Set down exactly the lines that run from the line with "point: woman |" to the end of the data, and nothing else.

* BEGIN *

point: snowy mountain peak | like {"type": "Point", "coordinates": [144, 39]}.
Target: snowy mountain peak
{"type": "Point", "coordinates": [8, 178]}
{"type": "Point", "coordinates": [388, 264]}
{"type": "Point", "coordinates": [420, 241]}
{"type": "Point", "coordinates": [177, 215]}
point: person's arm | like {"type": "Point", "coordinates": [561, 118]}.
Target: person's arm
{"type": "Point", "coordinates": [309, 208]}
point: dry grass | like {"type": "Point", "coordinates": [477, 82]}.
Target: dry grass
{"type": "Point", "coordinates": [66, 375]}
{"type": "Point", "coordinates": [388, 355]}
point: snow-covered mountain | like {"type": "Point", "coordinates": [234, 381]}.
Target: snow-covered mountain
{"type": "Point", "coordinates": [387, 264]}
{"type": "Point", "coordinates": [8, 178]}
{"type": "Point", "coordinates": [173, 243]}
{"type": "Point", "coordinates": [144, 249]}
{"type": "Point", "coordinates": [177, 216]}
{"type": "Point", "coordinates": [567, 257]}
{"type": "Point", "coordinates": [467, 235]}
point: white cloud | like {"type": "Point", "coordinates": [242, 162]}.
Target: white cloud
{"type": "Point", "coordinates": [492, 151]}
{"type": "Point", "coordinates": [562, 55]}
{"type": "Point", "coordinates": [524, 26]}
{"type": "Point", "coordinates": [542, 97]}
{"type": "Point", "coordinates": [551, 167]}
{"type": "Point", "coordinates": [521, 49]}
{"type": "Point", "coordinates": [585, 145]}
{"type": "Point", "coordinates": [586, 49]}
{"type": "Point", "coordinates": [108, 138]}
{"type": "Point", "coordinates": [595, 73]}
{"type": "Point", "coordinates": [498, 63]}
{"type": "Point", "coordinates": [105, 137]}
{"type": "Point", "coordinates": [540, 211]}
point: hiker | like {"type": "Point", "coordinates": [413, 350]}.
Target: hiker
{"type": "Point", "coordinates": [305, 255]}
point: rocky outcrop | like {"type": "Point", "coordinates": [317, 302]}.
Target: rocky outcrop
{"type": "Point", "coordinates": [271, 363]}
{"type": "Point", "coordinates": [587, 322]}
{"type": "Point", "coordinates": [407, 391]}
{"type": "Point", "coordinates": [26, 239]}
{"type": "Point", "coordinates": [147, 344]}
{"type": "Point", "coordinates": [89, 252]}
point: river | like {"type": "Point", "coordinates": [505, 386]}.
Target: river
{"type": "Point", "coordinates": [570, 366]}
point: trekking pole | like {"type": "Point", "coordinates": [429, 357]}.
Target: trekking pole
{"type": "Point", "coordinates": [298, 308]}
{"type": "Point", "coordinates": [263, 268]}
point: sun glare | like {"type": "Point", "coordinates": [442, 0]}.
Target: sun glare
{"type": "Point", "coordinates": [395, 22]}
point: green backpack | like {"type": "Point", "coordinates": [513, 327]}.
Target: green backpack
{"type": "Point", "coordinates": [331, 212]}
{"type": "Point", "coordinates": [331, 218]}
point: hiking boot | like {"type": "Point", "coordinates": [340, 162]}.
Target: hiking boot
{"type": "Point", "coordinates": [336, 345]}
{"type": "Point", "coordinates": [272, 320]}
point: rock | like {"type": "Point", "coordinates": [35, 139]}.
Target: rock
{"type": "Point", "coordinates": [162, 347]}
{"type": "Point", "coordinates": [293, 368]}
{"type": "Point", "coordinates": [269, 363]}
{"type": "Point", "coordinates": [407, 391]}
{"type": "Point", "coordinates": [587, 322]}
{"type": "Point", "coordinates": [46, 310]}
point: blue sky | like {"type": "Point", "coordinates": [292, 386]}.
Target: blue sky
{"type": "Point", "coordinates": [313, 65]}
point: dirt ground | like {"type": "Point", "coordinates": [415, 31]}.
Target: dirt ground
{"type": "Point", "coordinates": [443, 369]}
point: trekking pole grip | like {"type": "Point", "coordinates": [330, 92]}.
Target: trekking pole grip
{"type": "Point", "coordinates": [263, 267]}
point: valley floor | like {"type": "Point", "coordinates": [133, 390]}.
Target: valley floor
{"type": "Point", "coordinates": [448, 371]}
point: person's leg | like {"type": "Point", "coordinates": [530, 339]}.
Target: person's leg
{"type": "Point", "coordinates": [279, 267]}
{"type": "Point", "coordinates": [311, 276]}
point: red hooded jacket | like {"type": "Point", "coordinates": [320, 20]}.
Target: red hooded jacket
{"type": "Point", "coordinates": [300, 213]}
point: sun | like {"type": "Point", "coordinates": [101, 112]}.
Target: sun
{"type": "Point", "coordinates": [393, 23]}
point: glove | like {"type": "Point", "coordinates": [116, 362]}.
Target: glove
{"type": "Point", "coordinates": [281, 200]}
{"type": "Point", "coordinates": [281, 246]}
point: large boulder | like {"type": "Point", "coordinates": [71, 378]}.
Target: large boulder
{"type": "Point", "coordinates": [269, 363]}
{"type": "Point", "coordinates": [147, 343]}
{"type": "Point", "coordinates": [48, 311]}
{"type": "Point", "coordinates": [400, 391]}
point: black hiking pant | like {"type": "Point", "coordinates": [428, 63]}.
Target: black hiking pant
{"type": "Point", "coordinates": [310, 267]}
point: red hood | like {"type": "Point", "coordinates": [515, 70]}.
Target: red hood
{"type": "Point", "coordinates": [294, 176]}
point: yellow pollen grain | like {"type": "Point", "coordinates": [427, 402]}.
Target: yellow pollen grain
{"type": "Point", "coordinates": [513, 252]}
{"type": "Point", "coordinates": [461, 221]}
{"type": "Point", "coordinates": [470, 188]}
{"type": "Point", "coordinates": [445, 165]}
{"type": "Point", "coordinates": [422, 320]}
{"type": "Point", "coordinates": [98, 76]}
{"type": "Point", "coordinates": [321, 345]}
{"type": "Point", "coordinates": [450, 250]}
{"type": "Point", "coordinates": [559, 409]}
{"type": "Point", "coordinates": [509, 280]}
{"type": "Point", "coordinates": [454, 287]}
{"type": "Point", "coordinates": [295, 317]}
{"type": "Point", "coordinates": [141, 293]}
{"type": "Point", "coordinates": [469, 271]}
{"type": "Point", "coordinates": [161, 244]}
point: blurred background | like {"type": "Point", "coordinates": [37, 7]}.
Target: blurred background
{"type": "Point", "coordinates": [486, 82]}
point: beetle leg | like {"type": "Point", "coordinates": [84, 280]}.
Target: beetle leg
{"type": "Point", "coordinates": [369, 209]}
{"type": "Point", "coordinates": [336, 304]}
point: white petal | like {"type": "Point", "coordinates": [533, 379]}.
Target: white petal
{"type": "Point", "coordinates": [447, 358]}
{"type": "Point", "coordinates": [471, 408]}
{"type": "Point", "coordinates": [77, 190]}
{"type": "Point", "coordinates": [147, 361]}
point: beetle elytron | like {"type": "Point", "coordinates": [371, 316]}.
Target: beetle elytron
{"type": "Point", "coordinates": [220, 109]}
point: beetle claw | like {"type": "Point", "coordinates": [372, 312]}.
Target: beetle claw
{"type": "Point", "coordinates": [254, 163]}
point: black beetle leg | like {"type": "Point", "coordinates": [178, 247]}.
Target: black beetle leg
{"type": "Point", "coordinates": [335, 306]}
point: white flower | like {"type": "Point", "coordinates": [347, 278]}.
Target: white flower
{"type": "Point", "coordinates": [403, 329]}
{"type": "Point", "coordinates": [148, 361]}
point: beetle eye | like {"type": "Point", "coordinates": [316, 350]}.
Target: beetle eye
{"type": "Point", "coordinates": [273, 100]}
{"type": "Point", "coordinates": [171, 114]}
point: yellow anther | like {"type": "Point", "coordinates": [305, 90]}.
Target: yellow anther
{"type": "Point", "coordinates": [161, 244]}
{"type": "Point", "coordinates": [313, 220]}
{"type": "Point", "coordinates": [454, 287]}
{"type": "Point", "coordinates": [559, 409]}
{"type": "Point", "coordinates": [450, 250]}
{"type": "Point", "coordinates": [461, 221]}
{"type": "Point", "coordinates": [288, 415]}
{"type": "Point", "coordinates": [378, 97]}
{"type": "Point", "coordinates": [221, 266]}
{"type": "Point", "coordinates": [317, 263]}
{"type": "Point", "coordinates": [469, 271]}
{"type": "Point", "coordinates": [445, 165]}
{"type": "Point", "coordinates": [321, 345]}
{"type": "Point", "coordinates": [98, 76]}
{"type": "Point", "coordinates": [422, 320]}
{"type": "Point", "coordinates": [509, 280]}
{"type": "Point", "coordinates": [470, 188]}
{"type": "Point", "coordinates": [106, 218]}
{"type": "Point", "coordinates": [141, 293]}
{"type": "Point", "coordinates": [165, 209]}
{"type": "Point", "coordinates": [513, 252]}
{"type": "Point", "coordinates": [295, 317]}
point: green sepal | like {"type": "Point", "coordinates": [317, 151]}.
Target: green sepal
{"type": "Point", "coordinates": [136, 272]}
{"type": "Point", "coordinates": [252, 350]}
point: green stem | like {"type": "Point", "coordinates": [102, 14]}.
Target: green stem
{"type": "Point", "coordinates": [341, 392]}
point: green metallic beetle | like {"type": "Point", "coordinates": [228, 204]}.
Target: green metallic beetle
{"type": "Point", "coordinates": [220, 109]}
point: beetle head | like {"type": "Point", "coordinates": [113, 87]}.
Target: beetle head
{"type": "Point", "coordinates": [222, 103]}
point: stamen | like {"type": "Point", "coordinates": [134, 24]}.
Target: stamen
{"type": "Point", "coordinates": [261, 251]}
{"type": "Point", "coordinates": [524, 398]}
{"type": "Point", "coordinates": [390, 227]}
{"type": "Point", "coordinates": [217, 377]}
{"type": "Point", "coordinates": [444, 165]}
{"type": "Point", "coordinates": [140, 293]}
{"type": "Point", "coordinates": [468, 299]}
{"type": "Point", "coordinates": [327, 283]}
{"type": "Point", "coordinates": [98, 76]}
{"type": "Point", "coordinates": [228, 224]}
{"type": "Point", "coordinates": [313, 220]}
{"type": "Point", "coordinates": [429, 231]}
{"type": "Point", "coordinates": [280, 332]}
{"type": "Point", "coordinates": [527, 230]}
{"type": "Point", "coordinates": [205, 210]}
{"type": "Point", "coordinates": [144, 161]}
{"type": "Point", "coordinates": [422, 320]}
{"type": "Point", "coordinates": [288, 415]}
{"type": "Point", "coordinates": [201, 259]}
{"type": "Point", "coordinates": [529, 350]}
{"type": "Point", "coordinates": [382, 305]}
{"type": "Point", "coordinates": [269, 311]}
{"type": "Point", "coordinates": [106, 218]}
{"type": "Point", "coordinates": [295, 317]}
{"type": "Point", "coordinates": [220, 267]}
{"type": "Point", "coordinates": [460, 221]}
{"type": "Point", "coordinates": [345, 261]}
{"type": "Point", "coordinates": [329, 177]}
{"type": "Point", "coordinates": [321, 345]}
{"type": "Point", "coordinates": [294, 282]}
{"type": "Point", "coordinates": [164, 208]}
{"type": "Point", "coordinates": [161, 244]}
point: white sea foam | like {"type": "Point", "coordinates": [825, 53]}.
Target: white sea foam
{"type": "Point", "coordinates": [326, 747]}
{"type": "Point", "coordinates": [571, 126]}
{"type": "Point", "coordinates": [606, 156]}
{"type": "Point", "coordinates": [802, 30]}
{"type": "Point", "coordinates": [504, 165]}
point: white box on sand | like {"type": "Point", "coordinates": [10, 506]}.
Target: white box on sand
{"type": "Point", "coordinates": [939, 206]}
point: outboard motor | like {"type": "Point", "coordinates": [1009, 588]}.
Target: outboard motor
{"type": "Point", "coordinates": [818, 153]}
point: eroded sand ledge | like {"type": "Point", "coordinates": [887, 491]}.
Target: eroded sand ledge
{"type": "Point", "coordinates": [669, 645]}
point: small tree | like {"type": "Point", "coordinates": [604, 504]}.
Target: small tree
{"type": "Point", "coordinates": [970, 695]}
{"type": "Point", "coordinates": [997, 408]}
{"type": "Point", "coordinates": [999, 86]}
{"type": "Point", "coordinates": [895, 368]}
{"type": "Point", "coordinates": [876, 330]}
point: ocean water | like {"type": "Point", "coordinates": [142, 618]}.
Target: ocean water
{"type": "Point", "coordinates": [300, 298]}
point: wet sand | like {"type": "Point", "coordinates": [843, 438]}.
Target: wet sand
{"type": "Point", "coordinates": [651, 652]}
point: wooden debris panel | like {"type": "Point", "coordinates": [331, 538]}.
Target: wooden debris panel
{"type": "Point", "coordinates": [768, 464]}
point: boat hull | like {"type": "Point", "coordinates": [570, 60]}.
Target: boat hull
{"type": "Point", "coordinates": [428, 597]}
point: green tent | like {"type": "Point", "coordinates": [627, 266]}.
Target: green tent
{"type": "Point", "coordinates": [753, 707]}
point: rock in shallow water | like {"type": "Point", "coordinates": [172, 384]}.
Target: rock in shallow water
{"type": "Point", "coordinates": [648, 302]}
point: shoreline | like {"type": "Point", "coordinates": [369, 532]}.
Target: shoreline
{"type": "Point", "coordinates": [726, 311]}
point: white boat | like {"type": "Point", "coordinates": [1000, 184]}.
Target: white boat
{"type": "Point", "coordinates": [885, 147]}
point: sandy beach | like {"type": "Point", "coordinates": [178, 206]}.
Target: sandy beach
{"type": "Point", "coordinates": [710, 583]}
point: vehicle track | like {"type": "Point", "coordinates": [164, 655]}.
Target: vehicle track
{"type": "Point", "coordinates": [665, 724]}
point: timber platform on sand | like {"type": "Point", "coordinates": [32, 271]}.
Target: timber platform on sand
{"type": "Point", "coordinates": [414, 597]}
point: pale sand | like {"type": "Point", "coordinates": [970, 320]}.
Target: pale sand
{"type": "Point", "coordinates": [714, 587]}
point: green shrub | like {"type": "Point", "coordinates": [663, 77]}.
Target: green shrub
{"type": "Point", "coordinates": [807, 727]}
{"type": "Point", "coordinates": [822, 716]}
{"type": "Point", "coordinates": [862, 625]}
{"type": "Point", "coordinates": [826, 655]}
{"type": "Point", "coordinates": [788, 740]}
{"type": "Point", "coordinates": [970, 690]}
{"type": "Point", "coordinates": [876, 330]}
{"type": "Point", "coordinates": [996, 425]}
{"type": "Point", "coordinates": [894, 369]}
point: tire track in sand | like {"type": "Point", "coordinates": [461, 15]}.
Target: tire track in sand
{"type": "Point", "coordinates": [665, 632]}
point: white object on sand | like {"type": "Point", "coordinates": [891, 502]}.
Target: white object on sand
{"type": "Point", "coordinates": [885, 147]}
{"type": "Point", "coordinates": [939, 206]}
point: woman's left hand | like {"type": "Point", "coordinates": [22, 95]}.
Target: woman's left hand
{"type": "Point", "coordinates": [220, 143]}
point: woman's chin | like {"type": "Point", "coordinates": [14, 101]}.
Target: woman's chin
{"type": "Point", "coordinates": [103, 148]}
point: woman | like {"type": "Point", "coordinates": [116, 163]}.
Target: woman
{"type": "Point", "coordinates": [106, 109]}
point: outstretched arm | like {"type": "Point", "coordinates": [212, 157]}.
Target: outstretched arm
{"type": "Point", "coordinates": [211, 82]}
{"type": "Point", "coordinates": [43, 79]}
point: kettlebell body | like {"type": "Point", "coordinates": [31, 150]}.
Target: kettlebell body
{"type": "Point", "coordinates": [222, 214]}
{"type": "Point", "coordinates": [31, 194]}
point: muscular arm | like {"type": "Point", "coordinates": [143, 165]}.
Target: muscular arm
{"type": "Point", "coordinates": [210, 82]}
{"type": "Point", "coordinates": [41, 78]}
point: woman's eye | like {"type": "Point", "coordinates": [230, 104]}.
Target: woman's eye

* END *

Response below →
point: woman | like {"type": "Point", "coordinates": [116, 163]}.
Target: woman
{"type": "Point", "coordinates": [106, 109]}
point: outstretched arm | like {"type": "Point", "coordinates": [212, 157]}.
Target: outstretched arm
{"type": "Point", "coordinates": [211, 82]}
{"type": "Point", "coordinates": [43, 79]}
point: kettlebell body | like {"type": "Point", "coordinates": [31, 150]}.
Target: kettlebell body
{"type": "Point", "coordinates": [222, 214]}
{"type": "Point", "coordinates": [31, 194]}
point: muscular arm | like {"type": "Point", "coordinates": [143, 165]}.
Target: muscular arm
{"type": "Point", "coordinates": [210, 82]}
{"type": "Point", "coordinates": [41, 78]}
point: woman's eye | like {"type": "Point", "coordinates": [230, 104]}.
Target: woman's eye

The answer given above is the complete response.